Document section ::

We can look at the industries that were leading the pack at different points in time. The rise or demise of any company in each sector certainly depends on the skill of management, but it also depends on being in the right place at the right time, catching a trend early and pivoting into the next hot thing. One example of this done successfully would be Apple, which invented or reinvented (or so the legend goes) the PC, the smartphone, music streaming and apps. An example of a similar company doing this poorly would be IBM, which missed the cloud, internet and mobile.
So, what could cause a well-run company to fail (or to simply not fare as well as the diversified market basket we discussed earlier)? The corporate world is populated with executives who attended the best business schools and had years of experience, yet still stumbled —not because of a lack of experience managing to all of the identifiable roadblocks or a lack of confidence that they were capable of doing so. Rather, they fail because of factors outside their control (regulation, technology or global competition) or from what former Defense Secretary Donald Rumsfeld referred to as “unknown unknowns.”
The pandemic was a lesson in “what’s up can be down quickly,” and vice versa. Trends can whipsaw, substitutes are constantly being developed, technology advances rapidly and the unimaginable becomes commonplace (I think this as I look at my Dick Tracy watch).
Another note about skill and home bias. Families try to diversify and look for “adjacent” investment opportunities. A family that owns a chain of restaurants invests in another restaurant with a comfortable format. The family that made a killing in strip malls moves into multi-family housing or enters another geography. While there’s no question that running a successful business gives one useful knowledge about an industry, a market or leadership that may bode well for them in moving into other areas, the threshold questions are (1) whether they are relying solely on that and not enlisting outside advisers and (2) whether they ever check the counterfactual case to see if the elections they did not make may have fared better. Remember, the competition has ready access to expert networks.

Activity ::
Reproduce the passage on why companies rise and fall, from "The pandemic was" down to "Dick Tracy watch).".

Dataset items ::
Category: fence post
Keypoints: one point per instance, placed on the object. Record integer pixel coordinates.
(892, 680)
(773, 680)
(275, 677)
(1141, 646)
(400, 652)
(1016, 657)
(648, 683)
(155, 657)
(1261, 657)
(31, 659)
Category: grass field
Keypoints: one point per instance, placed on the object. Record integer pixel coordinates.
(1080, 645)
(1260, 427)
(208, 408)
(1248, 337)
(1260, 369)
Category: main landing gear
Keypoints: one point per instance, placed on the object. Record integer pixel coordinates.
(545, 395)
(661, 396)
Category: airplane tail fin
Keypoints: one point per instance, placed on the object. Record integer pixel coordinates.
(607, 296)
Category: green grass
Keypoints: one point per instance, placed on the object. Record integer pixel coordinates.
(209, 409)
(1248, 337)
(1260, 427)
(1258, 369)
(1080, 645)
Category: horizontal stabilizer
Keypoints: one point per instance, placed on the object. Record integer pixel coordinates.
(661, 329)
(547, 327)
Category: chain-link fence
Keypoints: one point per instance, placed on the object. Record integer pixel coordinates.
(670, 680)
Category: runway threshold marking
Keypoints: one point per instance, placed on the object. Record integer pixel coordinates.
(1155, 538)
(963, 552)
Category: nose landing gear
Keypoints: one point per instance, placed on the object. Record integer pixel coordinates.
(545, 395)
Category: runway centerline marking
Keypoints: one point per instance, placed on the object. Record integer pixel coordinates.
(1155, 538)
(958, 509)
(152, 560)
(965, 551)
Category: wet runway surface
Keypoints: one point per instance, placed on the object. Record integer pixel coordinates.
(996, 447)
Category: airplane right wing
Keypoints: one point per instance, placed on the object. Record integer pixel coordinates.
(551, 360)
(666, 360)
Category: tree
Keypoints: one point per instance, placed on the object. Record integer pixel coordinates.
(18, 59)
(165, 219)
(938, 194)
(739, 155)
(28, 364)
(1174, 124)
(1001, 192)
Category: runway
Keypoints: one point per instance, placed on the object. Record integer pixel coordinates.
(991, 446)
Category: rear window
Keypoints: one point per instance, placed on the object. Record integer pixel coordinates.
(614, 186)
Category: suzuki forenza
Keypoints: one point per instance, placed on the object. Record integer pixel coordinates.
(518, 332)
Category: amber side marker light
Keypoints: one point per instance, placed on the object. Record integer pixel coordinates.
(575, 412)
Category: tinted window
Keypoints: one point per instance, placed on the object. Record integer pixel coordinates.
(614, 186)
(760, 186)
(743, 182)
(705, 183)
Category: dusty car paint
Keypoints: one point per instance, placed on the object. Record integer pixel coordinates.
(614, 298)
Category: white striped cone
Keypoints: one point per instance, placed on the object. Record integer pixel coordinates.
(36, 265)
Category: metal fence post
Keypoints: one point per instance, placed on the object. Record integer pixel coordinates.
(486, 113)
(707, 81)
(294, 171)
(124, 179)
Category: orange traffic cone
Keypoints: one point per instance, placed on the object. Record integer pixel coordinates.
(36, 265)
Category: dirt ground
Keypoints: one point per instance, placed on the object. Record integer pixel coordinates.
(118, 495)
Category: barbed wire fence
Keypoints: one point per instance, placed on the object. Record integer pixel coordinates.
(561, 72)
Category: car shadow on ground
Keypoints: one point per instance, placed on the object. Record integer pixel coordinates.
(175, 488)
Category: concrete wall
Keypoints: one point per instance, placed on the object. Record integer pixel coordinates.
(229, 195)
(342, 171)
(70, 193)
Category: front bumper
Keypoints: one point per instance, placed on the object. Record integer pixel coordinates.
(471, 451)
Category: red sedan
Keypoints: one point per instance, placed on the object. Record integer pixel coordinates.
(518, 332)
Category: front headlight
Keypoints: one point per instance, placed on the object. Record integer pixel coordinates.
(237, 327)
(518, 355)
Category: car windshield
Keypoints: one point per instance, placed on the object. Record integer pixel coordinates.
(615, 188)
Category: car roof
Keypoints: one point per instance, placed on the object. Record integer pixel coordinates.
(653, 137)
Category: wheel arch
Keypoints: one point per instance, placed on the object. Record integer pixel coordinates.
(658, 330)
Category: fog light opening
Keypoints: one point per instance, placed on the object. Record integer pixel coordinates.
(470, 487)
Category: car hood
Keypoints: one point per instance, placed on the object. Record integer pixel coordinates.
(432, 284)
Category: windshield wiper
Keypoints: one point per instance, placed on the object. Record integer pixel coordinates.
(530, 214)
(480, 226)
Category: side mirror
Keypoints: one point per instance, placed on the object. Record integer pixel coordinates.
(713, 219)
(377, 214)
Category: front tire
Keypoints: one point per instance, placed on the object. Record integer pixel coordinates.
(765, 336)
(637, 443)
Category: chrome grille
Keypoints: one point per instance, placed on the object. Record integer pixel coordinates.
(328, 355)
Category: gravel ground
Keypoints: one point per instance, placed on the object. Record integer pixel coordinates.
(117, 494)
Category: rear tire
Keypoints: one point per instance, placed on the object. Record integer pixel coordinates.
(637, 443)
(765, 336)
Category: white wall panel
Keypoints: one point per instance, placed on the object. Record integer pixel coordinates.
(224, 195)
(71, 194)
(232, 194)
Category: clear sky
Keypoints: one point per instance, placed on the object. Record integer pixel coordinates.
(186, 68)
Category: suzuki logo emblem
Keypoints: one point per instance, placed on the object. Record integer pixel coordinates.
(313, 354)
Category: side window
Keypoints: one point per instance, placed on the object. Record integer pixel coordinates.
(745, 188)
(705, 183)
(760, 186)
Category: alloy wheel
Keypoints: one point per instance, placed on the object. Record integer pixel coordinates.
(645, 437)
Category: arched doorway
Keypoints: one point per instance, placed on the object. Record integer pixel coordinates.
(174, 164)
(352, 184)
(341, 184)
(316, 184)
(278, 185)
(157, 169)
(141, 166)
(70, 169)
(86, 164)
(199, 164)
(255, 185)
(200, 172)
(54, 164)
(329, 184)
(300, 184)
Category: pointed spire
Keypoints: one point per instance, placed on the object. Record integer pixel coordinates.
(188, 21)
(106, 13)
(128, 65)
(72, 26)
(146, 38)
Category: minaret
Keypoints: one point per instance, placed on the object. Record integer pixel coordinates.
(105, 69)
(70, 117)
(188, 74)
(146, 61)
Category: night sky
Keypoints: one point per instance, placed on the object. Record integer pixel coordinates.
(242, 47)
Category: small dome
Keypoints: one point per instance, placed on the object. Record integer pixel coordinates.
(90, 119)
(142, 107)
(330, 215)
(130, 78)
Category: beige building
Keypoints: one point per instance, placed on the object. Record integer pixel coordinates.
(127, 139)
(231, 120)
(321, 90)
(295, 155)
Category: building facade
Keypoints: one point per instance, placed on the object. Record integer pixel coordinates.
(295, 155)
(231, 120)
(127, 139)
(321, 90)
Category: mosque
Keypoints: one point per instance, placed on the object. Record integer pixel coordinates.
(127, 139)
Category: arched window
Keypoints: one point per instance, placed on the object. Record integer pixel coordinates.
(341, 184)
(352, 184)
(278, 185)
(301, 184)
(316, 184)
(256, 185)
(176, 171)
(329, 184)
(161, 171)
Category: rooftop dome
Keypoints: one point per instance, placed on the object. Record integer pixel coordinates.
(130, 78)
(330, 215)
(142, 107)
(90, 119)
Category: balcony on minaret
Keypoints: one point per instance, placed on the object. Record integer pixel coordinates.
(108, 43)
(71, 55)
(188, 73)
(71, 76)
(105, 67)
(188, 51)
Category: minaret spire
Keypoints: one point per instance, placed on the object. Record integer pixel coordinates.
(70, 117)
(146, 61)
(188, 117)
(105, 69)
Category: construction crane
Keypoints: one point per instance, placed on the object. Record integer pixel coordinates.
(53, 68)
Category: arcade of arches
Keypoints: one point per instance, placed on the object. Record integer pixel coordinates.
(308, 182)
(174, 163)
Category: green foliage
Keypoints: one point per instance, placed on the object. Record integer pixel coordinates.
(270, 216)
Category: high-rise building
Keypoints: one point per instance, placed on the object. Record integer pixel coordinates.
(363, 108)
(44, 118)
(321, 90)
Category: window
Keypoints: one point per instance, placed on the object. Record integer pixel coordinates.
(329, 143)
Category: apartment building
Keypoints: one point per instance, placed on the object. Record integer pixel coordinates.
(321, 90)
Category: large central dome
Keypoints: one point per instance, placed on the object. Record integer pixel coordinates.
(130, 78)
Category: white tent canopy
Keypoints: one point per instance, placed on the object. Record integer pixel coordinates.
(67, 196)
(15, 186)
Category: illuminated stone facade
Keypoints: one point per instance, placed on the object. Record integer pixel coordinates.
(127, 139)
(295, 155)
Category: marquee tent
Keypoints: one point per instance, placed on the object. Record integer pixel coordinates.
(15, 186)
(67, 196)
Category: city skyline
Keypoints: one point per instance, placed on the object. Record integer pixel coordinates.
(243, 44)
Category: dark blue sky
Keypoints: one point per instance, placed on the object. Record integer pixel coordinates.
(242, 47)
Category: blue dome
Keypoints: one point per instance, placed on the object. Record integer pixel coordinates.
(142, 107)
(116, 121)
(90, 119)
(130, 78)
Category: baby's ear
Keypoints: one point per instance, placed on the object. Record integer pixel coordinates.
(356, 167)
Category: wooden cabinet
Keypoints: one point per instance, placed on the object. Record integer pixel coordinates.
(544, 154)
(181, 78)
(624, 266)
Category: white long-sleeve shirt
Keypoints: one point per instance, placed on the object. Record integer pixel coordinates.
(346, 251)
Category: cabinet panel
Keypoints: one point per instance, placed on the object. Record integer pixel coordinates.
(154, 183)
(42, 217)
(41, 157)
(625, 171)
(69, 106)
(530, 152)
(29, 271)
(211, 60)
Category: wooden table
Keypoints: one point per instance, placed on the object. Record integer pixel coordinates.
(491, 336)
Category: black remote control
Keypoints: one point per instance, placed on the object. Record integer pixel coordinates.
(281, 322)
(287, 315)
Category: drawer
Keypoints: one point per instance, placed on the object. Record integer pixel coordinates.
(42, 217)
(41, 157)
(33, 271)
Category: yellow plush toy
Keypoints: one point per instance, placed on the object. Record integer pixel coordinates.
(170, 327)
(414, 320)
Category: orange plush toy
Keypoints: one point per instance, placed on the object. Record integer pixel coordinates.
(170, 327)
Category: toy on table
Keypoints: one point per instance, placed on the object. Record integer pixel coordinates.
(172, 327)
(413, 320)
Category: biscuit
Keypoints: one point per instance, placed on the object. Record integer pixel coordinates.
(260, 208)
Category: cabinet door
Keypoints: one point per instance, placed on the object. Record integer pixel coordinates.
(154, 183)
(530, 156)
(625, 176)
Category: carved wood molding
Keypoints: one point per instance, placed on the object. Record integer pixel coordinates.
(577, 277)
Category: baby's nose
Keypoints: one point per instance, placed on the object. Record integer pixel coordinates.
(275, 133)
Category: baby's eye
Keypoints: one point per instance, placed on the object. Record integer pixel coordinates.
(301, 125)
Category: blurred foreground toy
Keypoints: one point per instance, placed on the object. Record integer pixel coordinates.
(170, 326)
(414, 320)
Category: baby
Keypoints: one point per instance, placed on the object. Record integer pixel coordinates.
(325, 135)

Solution to this task ::
The pandemic was a lesson in “what’s up can be down quickly,” and vice versa. Trends can whipsaw, substitutes are constantly being developed, technology advances rapidly and the unimaginable becomes commonplace (I think this as I look at my Dick Tracy watch).